───── Records supplied
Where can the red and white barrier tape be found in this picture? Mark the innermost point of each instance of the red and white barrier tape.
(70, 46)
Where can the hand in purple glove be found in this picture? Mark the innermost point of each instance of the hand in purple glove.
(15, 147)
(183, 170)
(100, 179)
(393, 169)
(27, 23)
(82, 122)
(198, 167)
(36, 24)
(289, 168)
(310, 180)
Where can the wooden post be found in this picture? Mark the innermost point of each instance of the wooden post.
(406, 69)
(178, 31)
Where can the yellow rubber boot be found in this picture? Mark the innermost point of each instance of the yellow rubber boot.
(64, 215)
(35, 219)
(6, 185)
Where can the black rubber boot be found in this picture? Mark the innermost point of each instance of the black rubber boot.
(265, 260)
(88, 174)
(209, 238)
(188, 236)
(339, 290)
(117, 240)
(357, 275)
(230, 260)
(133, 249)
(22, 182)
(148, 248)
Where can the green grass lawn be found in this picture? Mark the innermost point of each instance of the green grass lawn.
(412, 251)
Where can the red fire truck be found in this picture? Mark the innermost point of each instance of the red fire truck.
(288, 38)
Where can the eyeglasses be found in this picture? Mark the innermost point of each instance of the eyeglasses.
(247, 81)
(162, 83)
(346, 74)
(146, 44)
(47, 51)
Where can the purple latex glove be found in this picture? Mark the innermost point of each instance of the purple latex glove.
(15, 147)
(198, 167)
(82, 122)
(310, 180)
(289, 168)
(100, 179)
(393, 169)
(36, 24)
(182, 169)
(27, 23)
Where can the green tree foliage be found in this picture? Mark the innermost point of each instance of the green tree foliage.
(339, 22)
──────────
───── Records supplied
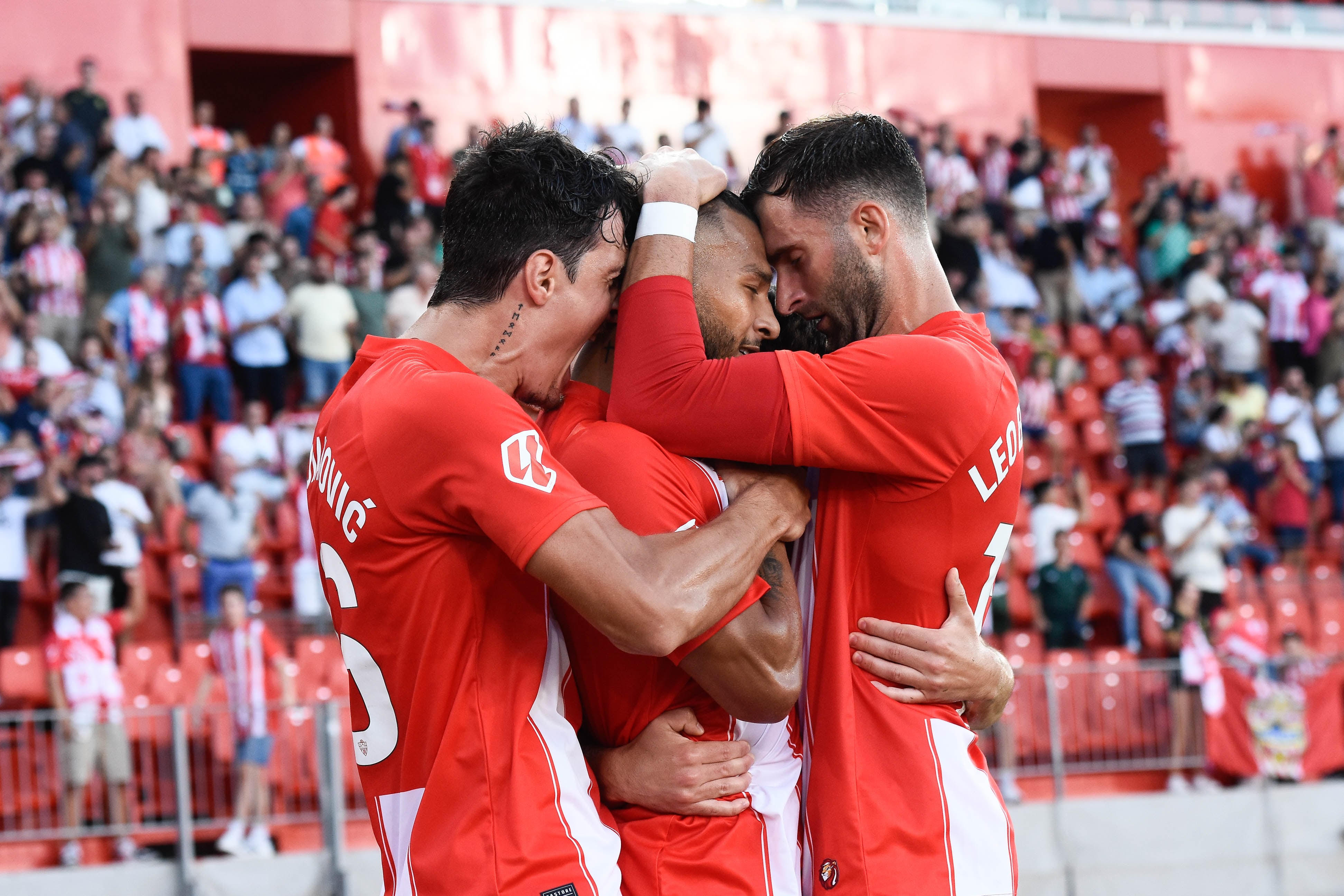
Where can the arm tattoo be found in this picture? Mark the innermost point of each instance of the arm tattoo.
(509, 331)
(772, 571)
──────────
» To be done:
Tally the lines of the records that contain the string "rubber", and reply with the number alone.

» Worked answer:
2